[Job]
Tally the lines of the data below that contain the string "jewelry", treating uppercase and lowercase as distinct. Give only the number.

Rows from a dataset
===

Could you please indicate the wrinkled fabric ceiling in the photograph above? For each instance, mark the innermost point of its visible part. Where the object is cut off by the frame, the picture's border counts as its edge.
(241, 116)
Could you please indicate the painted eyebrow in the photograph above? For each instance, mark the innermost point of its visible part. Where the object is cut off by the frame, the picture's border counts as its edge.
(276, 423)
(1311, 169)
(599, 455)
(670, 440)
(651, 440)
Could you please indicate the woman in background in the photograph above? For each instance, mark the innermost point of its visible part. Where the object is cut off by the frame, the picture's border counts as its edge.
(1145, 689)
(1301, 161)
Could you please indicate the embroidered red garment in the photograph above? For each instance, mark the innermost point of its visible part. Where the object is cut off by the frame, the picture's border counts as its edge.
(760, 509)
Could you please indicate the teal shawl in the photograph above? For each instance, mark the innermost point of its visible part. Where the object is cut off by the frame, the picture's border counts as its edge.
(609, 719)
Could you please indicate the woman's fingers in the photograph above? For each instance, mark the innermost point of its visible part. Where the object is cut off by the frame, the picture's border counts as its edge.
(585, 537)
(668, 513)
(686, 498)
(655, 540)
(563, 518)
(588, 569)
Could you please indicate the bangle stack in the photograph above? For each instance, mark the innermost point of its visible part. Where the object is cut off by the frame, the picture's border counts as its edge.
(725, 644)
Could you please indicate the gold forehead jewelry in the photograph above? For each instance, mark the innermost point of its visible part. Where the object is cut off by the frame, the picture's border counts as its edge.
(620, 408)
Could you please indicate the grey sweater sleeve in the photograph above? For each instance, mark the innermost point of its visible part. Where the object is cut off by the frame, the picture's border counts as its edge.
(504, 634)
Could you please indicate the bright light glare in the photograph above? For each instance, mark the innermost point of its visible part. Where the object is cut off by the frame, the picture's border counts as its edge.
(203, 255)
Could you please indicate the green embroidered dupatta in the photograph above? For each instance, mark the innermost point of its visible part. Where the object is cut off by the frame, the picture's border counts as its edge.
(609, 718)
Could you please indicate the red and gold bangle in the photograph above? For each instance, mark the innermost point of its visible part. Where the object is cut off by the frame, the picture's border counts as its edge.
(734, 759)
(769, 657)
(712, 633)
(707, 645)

===

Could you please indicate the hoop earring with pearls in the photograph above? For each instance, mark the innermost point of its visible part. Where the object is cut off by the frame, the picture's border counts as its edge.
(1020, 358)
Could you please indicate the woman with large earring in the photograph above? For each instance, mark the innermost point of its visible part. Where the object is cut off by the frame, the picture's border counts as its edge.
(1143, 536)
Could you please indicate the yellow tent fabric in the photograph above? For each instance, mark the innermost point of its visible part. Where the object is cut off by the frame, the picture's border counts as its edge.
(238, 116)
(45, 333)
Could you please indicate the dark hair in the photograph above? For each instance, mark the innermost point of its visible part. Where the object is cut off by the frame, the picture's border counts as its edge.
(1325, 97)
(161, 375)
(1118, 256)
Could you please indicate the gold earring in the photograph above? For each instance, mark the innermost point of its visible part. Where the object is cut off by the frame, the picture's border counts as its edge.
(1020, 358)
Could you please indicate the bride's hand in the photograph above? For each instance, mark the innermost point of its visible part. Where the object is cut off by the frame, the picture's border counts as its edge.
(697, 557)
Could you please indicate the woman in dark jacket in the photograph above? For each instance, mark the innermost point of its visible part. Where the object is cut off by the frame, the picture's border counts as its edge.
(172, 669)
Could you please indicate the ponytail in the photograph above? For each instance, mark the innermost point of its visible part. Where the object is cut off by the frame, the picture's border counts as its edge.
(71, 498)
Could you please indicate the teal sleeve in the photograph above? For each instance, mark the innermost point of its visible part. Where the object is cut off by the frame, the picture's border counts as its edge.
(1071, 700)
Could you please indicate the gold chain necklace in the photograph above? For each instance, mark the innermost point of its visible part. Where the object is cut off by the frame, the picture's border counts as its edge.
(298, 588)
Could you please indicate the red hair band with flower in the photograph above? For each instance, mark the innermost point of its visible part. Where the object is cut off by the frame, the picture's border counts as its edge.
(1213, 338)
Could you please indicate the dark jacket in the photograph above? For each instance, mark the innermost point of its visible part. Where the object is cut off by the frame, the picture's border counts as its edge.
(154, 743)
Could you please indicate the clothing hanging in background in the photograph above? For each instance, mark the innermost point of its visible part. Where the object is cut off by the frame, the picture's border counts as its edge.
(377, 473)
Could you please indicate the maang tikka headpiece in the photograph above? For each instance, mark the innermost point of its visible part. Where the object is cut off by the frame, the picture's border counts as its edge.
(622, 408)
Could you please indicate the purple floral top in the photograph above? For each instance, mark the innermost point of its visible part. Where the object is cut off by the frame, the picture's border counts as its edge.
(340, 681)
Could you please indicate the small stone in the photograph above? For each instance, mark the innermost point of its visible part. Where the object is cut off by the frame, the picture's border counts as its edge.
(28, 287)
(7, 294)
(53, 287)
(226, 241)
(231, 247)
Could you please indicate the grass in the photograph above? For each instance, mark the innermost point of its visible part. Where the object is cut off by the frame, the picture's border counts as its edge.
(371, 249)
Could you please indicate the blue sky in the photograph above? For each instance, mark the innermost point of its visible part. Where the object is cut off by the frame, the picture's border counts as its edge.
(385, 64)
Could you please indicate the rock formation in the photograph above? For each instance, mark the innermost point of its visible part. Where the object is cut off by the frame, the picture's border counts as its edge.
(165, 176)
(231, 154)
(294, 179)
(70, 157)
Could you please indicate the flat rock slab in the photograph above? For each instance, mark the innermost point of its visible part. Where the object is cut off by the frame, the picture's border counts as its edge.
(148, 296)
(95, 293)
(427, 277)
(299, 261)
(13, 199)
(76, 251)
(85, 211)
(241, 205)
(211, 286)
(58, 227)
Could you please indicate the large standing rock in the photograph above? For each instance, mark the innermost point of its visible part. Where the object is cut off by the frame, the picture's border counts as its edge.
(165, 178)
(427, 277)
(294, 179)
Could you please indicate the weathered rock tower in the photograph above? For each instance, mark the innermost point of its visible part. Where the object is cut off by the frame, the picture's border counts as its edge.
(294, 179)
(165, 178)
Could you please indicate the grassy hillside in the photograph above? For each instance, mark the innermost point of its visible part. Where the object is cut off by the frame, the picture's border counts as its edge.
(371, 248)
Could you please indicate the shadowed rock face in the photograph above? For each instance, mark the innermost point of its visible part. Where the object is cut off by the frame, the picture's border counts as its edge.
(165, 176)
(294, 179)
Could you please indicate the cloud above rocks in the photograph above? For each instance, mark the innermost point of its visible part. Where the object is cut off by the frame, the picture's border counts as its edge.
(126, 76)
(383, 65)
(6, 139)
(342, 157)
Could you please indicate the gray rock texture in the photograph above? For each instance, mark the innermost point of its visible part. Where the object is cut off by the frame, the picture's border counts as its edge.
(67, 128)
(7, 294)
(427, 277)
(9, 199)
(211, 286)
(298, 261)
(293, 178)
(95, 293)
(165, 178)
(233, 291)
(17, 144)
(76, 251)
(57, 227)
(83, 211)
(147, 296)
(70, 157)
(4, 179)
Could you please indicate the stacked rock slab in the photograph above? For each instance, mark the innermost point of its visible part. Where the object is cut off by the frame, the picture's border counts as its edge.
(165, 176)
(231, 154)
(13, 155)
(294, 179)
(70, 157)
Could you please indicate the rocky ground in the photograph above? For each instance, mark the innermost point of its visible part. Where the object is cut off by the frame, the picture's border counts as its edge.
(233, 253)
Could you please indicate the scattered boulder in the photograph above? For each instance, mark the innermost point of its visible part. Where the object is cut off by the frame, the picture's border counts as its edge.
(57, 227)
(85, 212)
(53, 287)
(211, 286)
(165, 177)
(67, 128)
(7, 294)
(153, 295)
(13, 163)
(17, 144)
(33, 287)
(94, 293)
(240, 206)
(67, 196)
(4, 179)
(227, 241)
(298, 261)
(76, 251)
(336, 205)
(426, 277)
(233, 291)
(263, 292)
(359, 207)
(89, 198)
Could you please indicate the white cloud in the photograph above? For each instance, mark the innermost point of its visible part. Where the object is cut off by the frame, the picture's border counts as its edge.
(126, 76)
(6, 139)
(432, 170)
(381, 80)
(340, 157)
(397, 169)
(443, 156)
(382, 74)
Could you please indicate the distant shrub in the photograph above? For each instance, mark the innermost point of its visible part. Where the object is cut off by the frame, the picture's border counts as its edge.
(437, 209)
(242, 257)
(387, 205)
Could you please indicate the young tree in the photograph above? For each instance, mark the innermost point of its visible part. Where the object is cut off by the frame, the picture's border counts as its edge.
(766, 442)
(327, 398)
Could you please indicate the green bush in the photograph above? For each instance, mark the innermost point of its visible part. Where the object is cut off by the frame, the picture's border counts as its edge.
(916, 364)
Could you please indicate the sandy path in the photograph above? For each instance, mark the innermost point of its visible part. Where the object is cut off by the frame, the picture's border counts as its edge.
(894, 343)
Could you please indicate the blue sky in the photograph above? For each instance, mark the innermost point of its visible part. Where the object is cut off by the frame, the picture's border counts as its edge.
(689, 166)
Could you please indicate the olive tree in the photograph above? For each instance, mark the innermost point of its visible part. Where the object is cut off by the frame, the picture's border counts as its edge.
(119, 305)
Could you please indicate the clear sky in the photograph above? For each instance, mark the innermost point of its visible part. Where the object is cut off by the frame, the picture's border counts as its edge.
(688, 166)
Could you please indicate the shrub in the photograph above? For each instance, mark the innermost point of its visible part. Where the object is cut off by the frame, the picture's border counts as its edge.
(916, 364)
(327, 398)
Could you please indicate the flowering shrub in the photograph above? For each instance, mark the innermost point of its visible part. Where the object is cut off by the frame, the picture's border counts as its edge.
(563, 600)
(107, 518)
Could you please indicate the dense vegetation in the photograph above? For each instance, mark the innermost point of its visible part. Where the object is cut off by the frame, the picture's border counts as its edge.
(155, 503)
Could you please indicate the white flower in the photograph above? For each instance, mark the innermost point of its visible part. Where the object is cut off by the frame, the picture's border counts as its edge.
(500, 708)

===

[Solution]
1